**PROMPT**
From the forum thread on lathe tool holders, list every distinct username that appears as a post heading, in the order each first appears.
START PASSAGE GIVEN
And lately I've been buying insert holders straight from this place in China:

http://www.banggood.com/SCLCR1616H0...-Holder-With-CCMT09T304-Insert-p-1053303.html

http://www.banggood.com/MGEHR1212-2...-Cut-with-4pcs-MGMN200-Inserts-p-1053298.html

http://www.banggood.com/SNR0016Q16-...urning-Tool-Holder-with-Wrench-p-1061082.html


----------



## wa5cab

Although the 102 holder works OK with 3/8" and 1/2" cutters, I wouldn't try to put 5/16" or 1/4" ones in it as their left side will be unsupported.  I would recommend having maybe two or three 102's but buy 101's for your extras.  Most of them will spend their lives holding one cutter that you don't use too often but when you need it you need it.

For the beveling cutter, you can use the back end of the knurling holder.  Or at least on mine, I can.  It's another one that you don't need all the time but when you need it, you need it now.


----------



## Charles Spencer

wa5cab said:


> Although the 102 holder works OK with 3/8" and 1/2" cutters, I wouldn't try to put 5/16" or 1/4" ones in it as their left side will be unsupported.



Good point.  I agree.


----------



## RonRock

Thanks guys. Yes the insert holders were what I was asking about. But still learning about the AXA tool post holder itself, so any information is helpful. It's easy to make expensive mistakes when learning.


----------



## wa5cab

OK.  Then I would suggest that you buy a set of the 3/8" square brazed turning tools (with spares) in both C2 and C5 grade carbide (C5 is generally for steel and alloy and C2 for non-ferrous).  Learn with them while you get up to speed on some of what's available in replaceable inserts (both holders and inserts) and start saving for a No, 116 insert holder.  The 101 and 102 holders are cheap.  The 116 is relatively expensive and not made by many companies.


----------



## ColoMid

I just tonite finished rebuilding my Logan model 1955H (1963 vintage).
My first test was to turn a piece of HRS with an insert tool and to verify that the lathe
would in fact work with 1/2" brazed and insert tooling as the height is very close to maxing out
to get on center. This is using AXA/100 style tool post and tool holders.
There is not much vertical room to spare as it turns out.  I suspect a BXA would not work out.
I borrowed the tool post of my South Bend 9A, so I'm in the market for another.
The T nuts are not compatible.
RichD, Canton, Ga


----------
END PASSAGE GIVEN
START MATERIAL
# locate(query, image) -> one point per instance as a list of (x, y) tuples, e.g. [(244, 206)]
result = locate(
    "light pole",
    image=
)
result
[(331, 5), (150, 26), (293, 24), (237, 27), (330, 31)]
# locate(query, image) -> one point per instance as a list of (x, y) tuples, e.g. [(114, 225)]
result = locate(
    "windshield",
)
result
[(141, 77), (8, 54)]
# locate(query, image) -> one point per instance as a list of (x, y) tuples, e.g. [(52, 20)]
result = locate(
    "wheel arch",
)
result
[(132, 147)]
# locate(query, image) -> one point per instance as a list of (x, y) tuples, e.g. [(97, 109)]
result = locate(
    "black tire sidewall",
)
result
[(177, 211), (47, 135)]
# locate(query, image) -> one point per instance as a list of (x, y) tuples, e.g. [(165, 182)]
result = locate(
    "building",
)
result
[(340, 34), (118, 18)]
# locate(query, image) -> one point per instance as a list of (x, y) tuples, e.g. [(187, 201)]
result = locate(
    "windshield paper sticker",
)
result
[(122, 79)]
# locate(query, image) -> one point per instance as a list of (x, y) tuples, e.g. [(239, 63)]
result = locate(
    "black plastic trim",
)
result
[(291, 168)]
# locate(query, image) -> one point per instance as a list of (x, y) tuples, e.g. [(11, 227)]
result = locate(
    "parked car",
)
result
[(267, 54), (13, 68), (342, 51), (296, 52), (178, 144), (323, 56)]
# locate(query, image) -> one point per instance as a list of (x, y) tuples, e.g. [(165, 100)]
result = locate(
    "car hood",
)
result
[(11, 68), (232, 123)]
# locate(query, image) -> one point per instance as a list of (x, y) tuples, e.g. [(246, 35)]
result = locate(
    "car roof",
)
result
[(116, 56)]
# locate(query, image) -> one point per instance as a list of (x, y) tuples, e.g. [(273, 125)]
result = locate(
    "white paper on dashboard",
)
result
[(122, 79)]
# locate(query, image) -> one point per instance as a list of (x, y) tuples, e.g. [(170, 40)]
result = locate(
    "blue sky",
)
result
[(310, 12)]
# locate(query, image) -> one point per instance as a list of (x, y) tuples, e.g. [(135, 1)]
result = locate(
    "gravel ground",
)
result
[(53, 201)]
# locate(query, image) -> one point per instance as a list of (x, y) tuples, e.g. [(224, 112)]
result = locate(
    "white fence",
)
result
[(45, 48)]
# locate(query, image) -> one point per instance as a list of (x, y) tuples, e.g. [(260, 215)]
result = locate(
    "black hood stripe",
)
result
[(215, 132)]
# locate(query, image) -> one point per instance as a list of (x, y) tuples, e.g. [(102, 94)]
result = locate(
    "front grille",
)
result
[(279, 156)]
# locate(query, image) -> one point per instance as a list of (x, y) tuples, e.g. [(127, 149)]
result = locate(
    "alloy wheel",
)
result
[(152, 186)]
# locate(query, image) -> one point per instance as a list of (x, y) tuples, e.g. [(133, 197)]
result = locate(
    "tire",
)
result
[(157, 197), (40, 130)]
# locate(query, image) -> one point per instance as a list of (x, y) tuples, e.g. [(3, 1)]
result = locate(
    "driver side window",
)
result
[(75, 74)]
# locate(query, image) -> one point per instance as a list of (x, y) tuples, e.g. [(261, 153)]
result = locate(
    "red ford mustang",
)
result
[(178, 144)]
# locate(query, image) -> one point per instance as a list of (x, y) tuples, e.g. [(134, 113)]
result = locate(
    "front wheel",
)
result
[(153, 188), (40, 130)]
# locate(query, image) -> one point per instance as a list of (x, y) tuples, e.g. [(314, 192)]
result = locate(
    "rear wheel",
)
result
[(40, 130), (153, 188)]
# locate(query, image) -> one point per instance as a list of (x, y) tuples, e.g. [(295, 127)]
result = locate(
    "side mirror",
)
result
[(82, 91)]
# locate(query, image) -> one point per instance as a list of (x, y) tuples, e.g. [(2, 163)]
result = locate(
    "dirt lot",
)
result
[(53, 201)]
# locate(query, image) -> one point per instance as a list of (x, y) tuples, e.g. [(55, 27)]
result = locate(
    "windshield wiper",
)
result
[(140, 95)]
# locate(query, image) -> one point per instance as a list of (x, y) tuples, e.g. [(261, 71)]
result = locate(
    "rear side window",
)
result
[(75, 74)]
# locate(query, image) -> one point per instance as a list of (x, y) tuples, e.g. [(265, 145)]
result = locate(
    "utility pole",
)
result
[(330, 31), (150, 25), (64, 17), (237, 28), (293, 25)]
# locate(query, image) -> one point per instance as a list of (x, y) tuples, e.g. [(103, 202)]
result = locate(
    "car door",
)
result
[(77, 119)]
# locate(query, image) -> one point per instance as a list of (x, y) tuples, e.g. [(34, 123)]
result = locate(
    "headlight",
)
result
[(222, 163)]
END MATERIAL
**RIGHT ANSWER**
wa5cab
Charles Spencer
RonRock
ColoMid